━━━━━ EXERCISE INPUT ━━━━━
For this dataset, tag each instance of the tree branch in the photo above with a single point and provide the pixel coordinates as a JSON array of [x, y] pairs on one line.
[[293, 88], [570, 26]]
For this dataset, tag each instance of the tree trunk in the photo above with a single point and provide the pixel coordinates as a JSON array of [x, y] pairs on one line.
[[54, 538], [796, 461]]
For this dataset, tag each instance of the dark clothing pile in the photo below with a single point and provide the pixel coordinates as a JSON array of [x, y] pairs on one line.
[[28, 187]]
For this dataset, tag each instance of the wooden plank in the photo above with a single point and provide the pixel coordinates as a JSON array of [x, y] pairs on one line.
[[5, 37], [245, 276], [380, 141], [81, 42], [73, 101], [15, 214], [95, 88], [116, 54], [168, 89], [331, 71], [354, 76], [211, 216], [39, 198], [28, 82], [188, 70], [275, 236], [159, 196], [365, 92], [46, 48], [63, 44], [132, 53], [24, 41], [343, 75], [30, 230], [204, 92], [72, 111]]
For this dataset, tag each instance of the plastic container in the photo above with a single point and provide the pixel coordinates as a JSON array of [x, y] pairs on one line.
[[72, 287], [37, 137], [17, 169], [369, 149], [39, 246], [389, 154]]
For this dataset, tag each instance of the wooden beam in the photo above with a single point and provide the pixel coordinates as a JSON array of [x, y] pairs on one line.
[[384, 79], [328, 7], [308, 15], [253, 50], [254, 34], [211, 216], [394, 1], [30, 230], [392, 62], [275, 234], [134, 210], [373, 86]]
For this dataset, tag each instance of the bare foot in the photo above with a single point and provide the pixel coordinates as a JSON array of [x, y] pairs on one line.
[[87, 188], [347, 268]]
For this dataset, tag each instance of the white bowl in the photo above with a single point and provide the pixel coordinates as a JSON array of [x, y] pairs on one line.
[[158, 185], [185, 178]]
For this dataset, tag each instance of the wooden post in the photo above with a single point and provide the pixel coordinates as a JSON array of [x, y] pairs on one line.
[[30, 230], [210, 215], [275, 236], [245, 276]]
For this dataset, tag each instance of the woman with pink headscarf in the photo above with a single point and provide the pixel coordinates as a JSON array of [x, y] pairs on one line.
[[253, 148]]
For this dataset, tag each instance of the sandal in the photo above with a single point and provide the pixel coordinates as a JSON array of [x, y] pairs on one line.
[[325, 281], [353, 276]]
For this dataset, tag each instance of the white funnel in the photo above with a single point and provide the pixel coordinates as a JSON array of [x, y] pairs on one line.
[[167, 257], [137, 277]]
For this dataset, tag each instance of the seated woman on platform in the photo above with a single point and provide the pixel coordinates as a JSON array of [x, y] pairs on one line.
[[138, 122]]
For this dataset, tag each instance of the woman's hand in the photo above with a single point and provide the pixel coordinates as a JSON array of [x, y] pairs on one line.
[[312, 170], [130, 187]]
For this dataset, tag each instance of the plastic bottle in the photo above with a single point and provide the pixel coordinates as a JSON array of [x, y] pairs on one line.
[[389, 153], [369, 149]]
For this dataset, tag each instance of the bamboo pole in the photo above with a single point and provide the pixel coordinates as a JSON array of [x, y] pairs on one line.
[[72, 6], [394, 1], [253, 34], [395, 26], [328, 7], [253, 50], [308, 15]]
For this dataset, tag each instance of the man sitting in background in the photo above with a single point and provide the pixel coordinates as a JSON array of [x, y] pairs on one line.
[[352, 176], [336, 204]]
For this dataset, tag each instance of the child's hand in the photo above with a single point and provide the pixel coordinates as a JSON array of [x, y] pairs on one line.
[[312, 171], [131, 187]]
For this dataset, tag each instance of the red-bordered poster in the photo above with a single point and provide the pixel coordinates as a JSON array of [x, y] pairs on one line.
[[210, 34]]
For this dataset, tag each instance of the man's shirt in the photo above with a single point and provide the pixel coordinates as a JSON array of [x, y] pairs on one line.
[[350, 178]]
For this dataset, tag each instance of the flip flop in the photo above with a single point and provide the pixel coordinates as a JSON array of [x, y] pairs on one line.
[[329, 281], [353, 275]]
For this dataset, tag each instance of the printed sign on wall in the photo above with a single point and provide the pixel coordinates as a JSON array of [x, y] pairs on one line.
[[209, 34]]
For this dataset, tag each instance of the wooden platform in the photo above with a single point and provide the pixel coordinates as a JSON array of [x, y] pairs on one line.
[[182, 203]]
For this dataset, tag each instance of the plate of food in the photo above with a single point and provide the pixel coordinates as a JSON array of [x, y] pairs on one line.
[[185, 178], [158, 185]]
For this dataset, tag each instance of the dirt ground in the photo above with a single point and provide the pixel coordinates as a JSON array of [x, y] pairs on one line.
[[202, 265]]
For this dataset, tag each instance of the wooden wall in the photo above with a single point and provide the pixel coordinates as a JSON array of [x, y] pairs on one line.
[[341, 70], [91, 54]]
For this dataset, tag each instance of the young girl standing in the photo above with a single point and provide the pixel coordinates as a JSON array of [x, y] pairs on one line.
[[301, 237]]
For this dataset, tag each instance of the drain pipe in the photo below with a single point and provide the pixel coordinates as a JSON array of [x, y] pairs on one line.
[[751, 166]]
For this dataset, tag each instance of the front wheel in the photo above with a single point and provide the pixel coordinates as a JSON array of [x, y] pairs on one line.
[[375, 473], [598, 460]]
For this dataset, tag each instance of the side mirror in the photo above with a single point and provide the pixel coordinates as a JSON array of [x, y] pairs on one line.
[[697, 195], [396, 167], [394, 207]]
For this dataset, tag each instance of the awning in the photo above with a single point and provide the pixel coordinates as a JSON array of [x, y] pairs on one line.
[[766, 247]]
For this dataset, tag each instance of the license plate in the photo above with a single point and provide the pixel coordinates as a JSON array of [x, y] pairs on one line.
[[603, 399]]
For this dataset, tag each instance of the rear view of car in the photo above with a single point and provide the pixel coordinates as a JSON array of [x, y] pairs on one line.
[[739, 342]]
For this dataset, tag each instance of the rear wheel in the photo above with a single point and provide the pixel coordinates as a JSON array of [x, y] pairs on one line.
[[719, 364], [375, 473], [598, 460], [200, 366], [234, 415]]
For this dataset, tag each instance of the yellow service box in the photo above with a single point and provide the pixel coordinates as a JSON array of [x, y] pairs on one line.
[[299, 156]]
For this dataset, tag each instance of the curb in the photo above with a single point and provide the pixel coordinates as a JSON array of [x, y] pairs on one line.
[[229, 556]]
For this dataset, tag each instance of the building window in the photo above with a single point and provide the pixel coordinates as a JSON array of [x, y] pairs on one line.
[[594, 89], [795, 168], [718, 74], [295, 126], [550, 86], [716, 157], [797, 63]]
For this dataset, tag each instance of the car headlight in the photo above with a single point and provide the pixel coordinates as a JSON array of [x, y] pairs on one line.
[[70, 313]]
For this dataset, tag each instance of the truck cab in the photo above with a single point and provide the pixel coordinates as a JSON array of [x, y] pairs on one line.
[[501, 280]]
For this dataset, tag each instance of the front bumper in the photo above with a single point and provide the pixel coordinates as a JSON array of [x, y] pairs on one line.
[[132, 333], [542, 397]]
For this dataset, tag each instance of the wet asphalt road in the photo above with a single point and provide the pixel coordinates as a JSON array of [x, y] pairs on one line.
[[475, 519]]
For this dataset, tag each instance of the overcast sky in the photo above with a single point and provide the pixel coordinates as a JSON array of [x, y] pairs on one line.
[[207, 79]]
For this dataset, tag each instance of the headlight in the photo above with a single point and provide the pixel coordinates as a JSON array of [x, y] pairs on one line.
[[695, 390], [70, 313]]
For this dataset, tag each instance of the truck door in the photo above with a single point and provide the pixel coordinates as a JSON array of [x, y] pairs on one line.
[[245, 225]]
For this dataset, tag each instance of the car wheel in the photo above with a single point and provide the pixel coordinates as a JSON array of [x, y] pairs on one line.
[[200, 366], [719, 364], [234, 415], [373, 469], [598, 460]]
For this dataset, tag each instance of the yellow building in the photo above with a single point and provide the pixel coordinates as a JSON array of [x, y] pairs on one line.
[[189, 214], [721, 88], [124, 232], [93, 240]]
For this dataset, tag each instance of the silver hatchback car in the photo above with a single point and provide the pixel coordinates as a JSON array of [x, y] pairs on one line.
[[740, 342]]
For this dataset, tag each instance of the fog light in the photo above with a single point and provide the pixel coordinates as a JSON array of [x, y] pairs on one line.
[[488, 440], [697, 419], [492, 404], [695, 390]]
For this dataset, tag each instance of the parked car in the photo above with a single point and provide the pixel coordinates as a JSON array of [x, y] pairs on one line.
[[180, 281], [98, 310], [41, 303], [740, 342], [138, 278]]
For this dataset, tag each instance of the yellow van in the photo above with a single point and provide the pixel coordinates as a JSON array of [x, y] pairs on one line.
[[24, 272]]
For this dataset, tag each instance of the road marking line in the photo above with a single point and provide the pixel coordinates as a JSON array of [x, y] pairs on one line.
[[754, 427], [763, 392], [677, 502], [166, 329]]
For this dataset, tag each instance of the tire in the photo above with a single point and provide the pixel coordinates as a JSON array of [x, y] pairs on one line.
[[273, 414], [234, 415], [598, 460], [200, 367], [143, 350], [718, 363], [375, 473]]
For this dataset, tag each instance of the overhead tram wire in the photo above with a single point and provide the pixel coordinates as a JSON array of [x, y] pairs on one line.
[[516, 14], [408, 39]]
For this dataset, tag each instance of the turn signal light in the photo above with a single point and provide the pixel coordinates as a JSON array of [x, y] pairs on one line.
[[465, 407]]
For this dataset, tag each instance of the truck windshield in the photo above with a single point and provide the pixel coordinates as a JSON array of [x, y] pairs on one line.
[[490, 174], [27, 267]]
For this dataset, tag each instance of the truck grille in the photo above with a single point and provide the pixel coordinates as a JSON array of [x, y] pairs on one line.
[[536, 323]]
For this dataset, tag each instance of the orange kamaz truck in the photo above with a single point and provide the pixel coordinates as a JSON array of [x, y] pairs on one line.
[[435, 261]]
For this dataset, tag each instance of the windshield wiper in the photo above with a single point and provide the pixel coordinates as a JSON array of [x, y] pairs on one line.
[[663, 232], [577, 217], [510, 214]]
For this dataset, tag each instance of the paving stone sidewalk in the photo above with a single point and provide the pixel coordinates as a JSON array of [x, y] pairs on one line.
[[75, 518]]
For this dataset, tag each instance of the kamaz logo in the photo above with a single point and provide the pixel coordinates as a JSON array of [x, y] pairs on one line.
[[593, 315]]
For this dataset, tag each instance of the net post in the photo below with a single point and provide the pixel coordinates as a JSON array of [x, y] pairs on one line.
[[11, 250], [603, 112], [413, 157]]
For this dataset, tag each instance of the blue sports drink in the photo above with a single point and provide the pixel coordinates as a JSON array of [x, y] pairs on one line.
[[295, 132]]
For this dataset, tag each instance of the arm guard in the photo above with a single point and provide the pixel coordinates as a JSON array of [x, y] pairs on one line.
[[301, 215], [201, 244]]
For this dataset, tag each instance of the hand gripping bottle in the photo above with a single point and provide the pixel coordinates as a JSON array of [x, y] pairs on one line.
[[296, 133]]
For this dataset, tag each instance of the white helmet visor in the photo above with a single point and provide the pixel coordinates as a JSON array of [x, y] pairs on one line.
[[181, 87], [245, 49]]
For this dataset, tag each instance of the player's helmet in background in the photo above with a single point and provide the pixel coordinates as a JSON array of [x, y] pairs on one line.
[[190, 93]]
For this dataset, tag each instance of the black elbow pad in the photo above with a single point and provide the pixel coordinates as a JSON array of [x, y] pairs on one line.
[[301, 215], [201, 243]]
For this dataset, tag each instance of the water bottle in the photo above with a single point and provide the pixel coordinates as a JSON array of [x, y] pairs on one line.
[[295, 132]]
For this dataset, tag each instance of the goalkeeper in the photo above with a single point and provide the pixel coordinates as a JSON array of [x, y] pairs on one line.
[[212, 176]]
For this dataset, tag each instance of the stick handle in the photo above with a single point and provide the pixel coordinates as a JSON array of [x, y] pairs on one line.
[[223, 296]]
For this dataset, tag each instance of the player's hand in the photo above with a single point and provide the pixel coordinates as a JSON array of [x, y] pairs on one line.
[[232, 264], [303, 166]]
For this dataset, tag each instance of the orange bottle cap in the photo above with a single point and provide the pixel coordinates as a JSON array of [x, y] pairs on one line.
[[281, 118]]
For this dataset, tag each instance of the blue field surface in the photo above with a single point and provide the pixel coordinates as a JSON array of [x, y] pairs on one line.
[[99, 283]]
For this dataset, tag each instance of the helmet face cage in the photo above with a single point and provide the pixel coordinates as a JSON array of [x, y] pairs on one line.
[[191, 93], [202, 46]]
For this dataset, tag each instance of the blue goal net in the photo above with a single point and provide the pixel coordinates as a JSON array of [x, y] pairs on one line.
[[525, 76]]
━━━━━
**WHAT TO WORK ON:**
Copy out the rows verbatim, starting with the line containing "For this dataset, tag each instance of the plastic container" and ending with the line containing "246], [389, 154]]", with both of those lines included.

**TASK OUTPUT:**
For this dataset, tag each instance of the plastic container in the photo above with a single point and provide the pixel coordinates as a JSON array of [x, y] pairs on one line.
[[72, 287], [37, 137], [17, 169], [369, 149], [39, 246], [389, 154]]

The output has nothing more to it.